• Supplied data:
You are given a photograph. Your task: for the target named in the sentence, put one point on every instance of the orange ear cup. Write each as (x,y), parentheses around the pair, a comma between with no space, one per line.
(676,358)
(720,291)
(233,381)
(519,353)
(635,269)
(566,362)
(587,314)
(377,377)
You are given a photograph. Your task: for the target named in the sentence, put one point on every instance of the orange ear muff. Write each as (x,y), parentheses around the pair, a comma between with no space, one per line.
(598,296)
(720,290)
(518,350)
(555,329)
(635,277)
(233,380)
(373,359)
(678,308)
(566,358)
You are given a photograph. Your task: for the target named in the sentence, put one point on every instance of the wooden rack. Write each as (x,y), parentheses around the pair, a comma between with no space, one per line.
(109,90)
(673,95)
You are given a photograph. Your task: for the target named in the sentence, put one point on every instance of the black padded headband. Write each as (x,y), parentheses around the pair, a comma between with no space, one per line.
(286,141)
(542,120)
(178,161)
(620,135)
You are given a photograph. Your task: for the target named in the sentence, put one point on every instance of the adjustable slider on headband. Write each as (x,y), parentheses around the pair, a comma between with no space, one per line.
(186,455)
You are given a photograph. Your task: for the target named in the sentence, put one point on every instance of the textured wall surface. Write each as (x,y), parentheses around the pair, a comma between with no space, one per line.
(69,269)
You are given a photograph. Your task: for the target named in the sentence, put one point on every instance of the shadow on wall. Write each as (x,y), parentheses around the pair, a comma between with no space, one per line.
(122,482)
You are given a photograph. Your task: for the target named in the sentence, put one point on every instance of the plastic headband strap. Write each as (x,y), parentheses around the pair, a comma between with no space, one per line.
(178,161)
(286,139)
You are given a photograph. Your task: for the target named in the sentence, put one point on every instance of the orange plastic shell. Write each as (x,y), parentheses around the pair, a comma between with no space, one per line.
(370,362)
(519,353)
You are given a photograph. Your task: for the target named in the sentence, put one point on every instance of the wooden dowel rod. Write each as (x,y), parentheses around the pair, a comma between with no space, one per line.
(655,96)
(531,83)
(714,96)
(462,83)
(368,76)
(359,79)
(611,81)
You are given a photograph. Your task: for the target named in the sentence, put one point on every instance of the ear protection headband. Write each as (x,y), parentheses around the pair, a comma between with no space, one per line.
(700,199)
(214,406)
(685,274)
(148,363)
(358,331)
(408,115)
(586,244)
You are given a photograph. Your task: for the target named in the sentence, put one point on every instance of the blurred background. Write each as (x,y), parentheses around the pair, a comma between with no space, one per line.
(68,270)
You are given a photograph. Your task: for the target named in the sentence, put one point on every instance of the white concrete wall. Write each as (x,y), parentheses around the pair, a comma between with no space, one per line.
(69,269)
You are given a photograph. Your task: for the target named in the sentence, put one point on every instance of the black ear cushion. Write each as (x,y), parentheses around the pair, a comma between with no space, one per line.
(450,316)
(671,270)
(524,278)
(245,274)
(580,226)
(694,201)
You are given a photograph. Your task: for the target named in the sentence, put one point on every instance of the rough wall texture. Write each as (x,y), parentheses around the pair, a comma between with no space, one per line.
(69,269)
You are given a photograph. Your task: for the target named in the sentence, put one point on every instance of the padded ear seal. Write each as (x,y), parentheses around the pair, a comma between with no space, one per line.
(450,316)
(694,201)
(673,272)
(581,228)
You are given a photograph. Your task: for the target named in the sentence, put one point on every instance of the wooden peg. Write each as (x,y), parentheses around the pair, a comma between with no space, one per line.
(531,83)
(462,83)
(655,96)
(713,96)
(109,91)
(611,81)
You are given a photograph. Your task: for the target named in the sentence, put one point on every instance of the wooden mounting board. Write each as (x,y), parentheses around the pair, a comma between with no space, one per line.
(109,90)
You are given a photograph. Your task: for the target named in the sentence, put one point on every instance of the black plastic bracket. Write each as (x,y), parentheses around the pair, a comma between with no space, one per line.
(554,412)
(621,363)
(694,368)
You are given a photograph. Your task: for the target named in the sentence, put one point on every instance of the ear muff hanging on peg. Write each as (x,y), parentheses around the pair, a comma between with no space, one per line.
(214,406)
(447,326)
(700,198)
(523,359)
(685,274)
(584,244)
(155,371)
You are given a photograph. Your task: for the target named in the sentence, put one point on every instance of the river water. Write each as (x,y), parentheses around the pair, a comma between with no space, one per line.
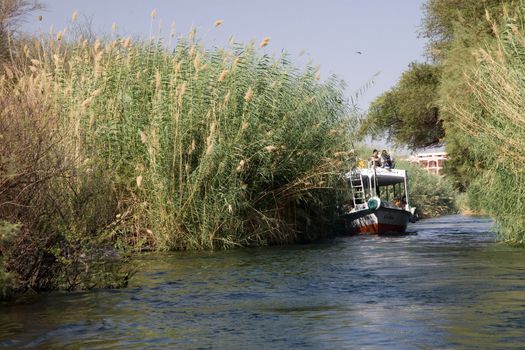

• Prompt:
From the first line to the last, reproduce the listing above exactly, leaving the pictures out.

• Solution for this problem:
You are given a photograph. Your task: for the target named in the sentence, put one point on every instance of the orange ear cup. Write each as (x,y), parentheses around the pair, a comma between with no space, one per line.
(676,358)
(720,291)
(233,381)
(519,353)
(635,269)
(566,362)
(587,314)
(377,377)
You are given a photograph. Your task: for the target named in the sentence, put one point on every instance of the orange ear muff. Write each as (x,y), parentheses around the pair, a comma between with no space, one per line.
(598,296)
(720,290)
(518,350)
(555,329)
(635,277)
(233,380)
(373,359)
(678,308)
(566,358)
You are given a photograph. Your task: for the target named in the sentence, put one point on every instance of the wooden rack. Write each as (x,y), parentheses around the pair, a comma between with no space, one per line.
(109,90)
(673,95)
You are given a photograph. Your task: for the target named in the sentence, put one point on every instance of the black padded headband. Write each as (x,y), parentheses around the pair, a comma between with no space, one per line.
(286,141)
(542,120)
(178,161)
(620,135)
You are given a photograph. Your task: for the target named in the sentence, put one point on every instance of the adjustable slider on headband. Write each as (x,y), parentheses around the pair, a comma between with no space, one per line.
(186,455)
You are given a photograph. Your task: for the target named in the sentence, put one point on every instance of the textured wall surface. Write each as (x,y), parentheses around the pair, a comma between with no space, one per line.
(69,269)
You are given a photograph. Your task: for the target named in the sentence, put one point on every instance of the shadow on wall. Write each as (x,y), parentheses around the pair, a comma between with no space, one per line.
(122,482)
You are given a photograph. Your task: for the target named in the sentence, put one point on every instance of the plastic headband strap. Write each as (x,y), parentheses around the pair, a comma between with no space, one per line.
(178,161)
(286,139)
You are given a photograph. Your task: for the target named in the sentence, put one point on every instance of the orange plastic shell. Write each as (x,y), parentheses around the pair, a comma between with no space, one per line.
(370,362)
(519,353)
You are given a photograph. Your task: for the target named in the sentence, put one point on every instance of the wooden dowel rod. Write each as (x,y), parentheses around the pair, a comma between with no space, one per line.
(655,96)
(531,83)
(714,96)
(462,83)
(368,76)
(359,79)
(611,81)
You are given a photograph. Your task: for the target named in the sentence, put one point on every instance of the ear protection headband. Write each as (x,y), parentheses around the pair, a comma between with no space, one per line.
(700,199)
(214,406)
(685,274)
(148,363)
(358,331)
(408,115)
(586,244)
You are given a photograph. Your task: for the target named in the sentence, put one point on every instance of the blurred background. Write each as (x,y), parentheses around the pair, a comma between with no space, one per line.
(68,270)
You are given a photograph. Your task: for the target named in the sentence, put one point on every instance of the white concrete wall. Write each as (x,y), parentheses around the pair, a comma between with no space, one per line.
(69,269)
You are given a photograph. Your task: for the target named in the sentence, put one point on every instance of the black ear cushion. Write each as (x,y), parentheses around the pair, a comma between with no space, one per line.
(450,316)
(671,270)
(524,278)
(245,274)
(580,226)
(694,201)
You are given a photograph. Your task: for the target named in the sentence, put one point on every instance of the rough wall texture. Write each as (x,y), parentheses around the pair, a comma between with no space, one per line.
(69,269)
You are given a photograph. Your task: for the target named in the sentence, put one point on every instance of the padded ear seal. Write each as (x,y), parentheses around the pair, a comma between with no space, one per line.
(450,316)
(694,201)
(673,272)
(581,228)
You are given a photograph. Your task: for the target named in the sentence, put one point on every instance of the wooden peg. Write each as (x,y), parentheses around the pair, a comma between with no space, one per line.
(531,83)
(462,83)
(655,96)
(713,96)
(109,91)
(611,81)
You are given a photograph. Your task: for the target named in the sentence, put one point on every instance of the wooden mounting board. Write each as (x,y), parentheses around the pair, a comma between with no space, one per line.
(109,90)
You are given a photograph. Your task: for the target named in the sentence, put one point on every instance of the black plastic bracket. Write each as (x,y), parentheses around the pair, a comma between with no space, one per line.
(554,412)
(621,363)
(694,368)
You are given a photograph. Your task: for the target named in the sentence, put one point on every instance of the ear muff hanging on peg. Write each as (x,y), parentheses around the pair, a comma between with no space, one per line.
(214,406)
(447,326)
(700,198)
(523,359)
(685,274)
(584,244)
(155,371)
You are given a photograph. Your task: for the target named in the sentence, put one point on every instance of the river water. Write each as (x,y), parentheses around the pair, a comma between with no space, one per line.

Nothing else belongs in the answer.